| WHAT THIS TASK INVOLVES |
Return the complete listing without omission.
★ ★ ★ ★
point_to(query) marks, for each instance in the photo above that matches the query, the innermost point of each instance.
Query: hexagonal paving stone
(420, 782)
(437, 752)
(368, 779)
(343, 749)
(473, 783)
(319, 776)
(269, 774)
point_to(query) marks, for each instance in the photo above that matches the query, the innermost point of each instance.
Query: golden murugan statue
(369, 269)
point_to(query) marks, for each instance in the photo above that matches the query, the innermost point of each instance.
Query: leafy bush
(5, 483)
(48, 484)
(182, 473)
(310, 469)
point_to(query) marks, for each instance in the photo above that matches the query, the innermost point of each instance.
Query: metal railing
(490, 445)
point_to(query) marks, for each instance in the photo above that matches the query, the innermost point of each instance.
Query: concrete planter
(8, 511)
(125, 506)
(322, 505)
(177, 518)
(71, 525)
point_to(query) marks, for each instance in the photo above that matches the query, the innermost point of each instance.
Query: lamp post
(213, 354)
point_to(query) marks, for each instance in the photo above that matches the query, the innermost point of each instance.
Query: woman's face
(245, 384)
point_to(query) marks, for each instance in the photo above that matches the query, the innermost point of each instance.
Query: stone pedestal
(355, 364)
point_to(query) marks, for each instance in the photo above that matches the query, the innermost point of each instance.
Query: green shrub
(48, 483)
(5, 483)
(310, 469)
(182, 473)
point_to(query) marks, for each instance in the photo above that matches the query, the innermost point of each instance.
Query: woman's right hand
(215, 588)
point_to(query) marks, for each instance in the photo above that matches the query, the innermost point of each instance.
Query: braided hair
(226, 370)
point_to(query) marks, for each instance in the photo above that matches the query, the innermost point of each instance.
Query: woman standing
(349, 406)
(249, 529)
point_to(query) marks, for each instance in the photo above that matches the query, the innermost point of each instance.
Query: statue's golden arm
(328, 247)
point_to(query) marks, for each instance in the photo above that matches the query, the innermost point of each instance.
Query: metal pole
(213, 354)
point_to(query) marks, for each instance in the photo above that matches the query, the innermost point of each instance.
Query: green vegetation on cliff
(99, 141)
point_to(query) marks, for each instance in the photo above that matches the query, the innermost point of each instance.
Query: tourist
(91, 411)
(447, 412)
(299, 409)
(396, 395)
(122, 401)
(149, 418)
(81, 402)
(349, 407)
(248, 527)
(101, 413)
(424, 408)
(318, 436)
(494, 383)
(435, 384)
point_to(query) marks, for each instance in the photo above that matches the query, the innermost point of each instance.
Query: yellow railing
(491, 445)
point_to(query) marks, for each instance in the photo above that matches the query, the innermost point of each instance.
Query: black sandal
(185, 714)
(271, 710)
★ ★ ★ ★
| EXERCISE OUTPUT |
point_to(query) marks, for each instance in the photo above that matches the query, the innermost point of each instance.
Query: hexagonal paving stone
(420, 782)
(437, 752)
(368, 779)
(343, 749)
(473, 783)
(319, 776)
(269, 774)
point_to(query) marks, for each instance in the photo above that matches the query, the innermost point of each instance.
Query: golden murugan statue
(369, 269)
point_to(query) marks, for each instance in the photo above that matches the query, the innermost point of each instance.
Query: leafy bush
(5, 483)
(48, 484)
(182, 473)
(310, 469)
point_to(query) marks, for each instance in the photo above that matches the query, the innermost point of each instance.
Query: metal railing
(490, 445)
point_to(query) marks, for each instance in the photo above that matches the query, the innermost point of each instance.
Query: concrete planter
(8, 511)
(125, 506)
(322, 505)
(177, 518)
(71, 525)
point_to(query) marks, for each instance in the photo above that matches the query, the innermost point of each instance.
Query: lamp post
(213, 354)
point_to(query) marks, for each instance in the photo above that matches the query, the innermost point of each instance.
Query: woman's face
(245, 384)
point_to(query) marks, for each instance in the photo above that matches the query, the innermost point of each instance.
Query: stone pedestal
(355, 364)
point_to(query) marks, for each instance in the photo above that matches the query, the innermost point of each instance.
Query: green shrub
(48, 483)
(5, 483)
(310, 469)
(182, 473)
point_to(query) marks, for each instance in the photo above that matches the query, the innermost point of each instance.
Query: woman's right hand
(215, 588)
point_to(query) marks, for each instance in the photo above that matches the query, the innermost point of each instance.
Query: braided hair
(226, 370)
point_to(query) marks, for each instance in the photo above that matches the query, the innermost point of each instance.
Query: woman standing
(349, 406)
(249, 529)
point_to(query) marks, for each instance in the photo above that matches the query, the innermost point of each instance.
Query: statue's golden arm
(328, 247)
point_to(query) marks, for each instance in the photo above that matches the query, the innermost point of each instance.
Query: metal pole
(213, 354)
point_to(query) marks, for each instance in the photo above that matches the query, the innermost point of each instance.
Query: green vegetation on cliff
(99, 141)
point_to(query) marks, for each instance in the photo above that matches the query, the innermost point of each instance.
Query: tourist
(91, 411)
(447, 412)
(299, 409)
(396, 395)
(122, 401)
(149, 418)
(81, 402)
(349, 407)
(248, 527)
(101, 413)
(424, 408)
(318, 436)
(494, 383)
(435, 384)
point_to(query) marks, for each instance in the photo above that matches the query, the innermost point of each instance.
Query: yellow railing
(491, 445)
point_to(query) marks, for each instance in the photo above that matches the query, the innermost point of each instance.
Query: black sandal
(185, 714)
(271, 710)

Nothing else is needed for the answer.